INSTRUCTIONS FOR THE TASK:
Return every line of the material below that contains the string "potted".

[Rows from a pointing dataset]
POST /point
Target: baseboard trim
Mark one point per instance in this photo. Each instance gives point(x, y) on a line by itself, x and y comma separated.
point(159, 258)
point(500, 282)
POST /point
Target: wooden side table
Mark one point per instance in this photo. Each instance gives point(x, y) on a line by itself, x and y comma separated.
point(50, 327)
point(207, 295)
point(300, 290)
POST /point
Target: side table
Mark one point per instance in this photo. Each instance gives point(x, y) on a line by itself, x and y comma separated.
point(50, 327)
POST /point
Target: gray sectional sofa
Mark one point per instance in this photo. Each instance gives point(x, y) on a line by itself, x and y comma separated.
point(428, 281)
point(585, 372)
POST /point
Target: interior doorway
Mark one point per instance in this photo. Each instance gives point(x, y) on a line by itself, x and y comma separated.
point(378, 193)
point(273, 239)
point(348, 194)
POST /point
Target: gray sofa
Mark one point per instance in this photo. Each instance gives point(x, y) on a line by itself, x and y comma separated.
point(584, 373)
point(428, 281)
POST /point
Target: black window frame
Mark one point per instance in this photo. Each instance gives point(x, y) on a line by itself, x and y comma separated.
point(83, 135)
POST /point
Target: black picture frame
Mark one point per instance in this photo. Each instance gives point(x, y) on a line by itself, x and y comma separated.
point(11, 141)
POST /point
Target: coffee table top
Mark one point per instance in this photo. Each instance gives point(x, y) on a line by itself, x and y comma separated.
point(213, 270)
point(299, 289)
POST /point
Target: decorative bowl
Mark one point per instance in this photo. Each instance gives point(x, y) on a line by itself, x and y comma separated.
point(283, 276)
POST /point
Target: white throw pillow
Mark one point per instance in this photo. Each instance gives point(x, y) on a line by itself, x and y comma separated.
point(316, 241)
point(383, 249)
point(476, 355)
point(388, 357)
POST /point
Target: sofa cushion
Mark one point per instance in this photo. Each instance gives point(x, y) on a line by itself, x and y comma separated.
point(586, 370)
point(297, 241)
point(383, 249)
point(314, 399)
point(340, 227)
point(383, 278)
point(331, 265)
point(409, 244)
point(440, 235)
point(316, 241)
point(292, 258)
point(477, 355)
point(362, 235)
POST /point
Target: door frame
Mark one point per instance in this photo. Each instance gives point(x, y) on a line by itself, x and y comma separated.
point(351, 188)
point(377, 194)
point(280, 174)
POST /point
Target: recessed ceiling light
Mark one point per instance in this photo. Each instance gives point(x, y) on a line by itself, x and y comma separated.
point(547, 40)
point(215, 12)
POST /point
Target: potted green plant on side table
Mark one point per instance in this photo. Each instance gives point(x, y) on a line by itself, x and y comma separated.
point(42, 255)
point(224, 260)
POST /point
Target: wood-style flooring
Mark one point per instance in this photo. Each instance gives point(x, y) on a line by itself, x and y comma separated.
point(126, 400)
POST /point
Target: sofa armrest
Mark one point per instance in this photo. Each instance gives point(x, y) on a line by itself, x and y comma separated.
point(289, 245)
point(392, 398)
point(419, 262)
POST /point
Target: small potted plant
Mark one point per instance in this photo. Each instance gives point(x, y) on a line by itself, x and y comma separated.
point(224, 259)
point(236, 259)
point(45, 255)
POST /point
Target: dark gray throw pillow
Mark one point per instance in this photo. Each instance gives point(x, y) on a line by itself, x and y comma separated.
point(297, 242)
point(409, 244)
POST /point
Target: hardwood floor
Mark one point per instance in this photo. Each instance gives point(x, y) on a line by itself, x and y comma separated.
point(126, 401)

RESULT FOR THIS EXERCISE:
Target: potted green plant on side table
Target: small potted plant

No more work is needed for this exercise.